• Instructions to follow: Your answer must be the records below, reproduced exactly.

(Source records)

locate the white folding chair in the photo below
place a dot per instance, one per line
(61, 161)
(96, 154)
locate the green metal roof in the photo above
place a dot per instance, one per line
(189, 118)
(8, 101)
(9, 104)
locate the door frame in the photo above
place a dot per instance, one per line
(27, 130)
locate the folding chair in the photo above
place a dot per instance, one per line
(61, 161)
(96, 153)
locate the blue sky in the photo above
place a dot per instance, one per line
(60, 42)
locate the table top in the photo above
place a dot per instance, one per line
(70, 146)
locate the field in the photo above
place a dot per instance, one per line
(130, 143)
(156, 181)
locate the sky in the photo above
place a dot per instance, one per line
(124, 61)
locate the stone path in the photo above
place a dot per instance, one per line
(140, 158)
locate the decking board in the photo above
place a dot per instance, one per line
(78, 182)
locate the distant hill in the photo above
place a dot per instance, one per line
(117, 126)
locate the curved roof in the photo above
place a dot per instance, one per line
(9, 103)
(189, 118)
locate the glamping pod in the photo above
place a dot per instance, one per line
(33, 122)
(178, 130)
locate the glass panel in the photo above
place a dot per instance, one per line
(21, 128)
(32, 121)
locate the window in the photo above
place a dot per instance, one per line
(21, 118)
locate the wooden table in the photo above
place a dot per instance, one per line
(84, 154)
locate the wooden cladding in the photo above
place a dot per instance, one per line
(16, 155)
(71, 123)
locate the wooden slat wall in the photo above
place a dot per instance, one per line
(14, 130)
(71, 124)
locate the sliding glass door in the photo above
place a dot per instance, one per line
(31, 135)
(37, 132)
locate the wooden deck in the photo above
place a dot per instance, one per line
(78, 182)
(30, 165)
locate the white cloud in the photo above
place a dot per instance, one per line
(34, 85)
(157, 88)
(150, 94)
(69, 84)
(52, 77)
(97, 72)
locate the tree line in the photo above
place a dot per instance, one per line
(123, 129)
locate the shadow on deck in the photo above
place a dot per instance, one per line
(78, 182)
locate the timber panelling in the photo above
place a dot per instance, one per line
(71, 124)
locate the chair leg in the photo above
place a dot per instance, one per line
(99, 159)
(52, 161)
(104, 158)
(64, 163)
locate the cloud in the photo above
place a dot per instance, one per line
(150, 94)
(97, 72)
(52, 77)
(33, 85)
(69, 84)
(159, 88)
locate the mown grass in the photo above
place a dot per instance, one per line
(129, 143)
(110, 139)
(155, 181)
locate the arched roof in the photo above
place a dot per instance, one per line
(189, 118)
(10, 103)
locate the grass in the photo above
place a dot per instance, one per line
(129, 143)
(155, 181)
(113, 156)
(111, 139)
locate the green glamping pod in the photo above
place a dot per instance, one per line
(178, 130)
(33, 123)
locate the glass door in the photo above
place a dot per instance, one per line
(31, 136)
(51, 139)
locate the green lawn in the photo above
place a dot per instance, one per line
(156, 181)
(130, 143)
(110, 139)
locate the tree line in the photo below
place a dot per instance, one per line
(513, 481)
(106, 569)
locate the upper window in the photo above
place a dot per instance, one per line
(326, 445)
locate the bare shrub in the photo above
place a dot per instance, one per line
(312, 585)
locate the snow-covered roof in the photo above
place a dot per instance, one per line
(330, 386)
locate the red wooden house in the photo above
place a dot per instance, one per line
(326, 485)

(End Source records)

• Exercise response:
locate the white folding chair in the photo below
place a dot per instance, one per line
(61, 161)
(96, 154)
locate the green metal roof in the photo above
place a dot per instance, one per line
(189, 118)
(8, 101)
(9, 104)
locate the door frame in the photo above
place a dot per instance, one per line
(27, 130)
locate the folding chair in the photo above
place a dot per instance, one per line
(61, 161)
(96, 153)
locate the blue sky in the photo above
place a dot per instance, one per line
(60, 42)
locate the table top in the photo above
place a dot per instance, one per line
(70, 146)
locate the field in the photo above
place a dot per instance, one per line
(130, 143)
(156, 181)
locate the sky in the photo above
place a dot per instance, one per line
(124, 61)
locate the stone path in the photo above
place a dot per instance, one per line
(140, 158)
locate the decking board in the photo above
place a dot per instance, one per line
(78, 182)
locate the distant hill in the photo above
place a dot per instance, one per line
(117, 126)
locate the curved roof in the photo above
place a dot per instance, one per line
(9, 103)
(189, 118)
locate the glamping pod in the photo above
place a dot per instance, one per line
(33, 122)
(178, 130)
locate the glass panel in the photo above
place a dot per instance, one per line
(21, 128)
(32, 121)
locate the window in the photo above
place a dot per instance, one per line
(21, 118)
locate the wooden table in the photo above
place a dot per instance, one per line
(84, 154)
locate the wooden cladding in the photo above
place a dot per instance, one per line
(16, 155)
(71, 123)
locate the wooden slat wall in the photo above
place a dot per instance, one per line
(14, 130)
(71, 124)
locate the sliding glass door in the photo above
place a dot per instance, one per line
(31, 135)
(37, 132)
locate the wooden deck in the photo above
place a dot per instance, one per line
(78, 182)
(30, 165)
locate the white cloud in the photo above
place a dot per instance, one per line
(34, 85)
(157, 88)
(150, 94)
(69, 84)
(52, 77)
(97, 72)
locate the tree line in the photo above
place a dot per instance, one per line
(123, 129)
locate the shadow on deck in the photo above
place a dot per instance, one per line
(78, 182)
locate the timber panelling in the photo above
place a dot per instance, one per line
(71, 124)
locate the chair leg in the photo above
place a dot per instance, one per line
(99, 159)
(52, 161)
(104, 158)
(64, 163)
locate the cloud in the photo above
place a dot per instance, one per line
(150, 94)
(97, 72)
(52, 77)
(33, 85)
(69, 84)
(159, 88)
locate the mown grass in the photo above
place a dot per instance, one per line
(129, 143)
(110, 139)
(155, 181)
locate the arched roof in the photo above
place a dot per instance, one per line
(189, 118)
(10, 103)
locate the grass in the photo above
place a dot per instance, one per line
(129, 143)
(155, 181)
(113, 156)
(111, 139)
locate the green glamping pod in the photo above
place a dot per instance, one per line
(178, 130)
(33, 123)
locate the glass door in the photo above
place a dot per instance, one per line
(31, 136)
(51, 139)
locate the green lawn in the photo above
place a dot per instance, one per line
(156, 181)
(130, 143)
(110, 139)
locate the tree line in the photo below
place a dot per instance, one per line
(513, 481)
(106, 569)
locate the upper window in the photo above
place a dot per instance, one per line
(326, 445)
locate the bare shrub in the photo above
place a dot per instance, one per line
(312, 585)
locate the snow-covered roof in the photo above
place a dot per instance, one per line
(330, 386)
locate the red wooden house in the photo above
place a dot per instance, one per line
(326, 485)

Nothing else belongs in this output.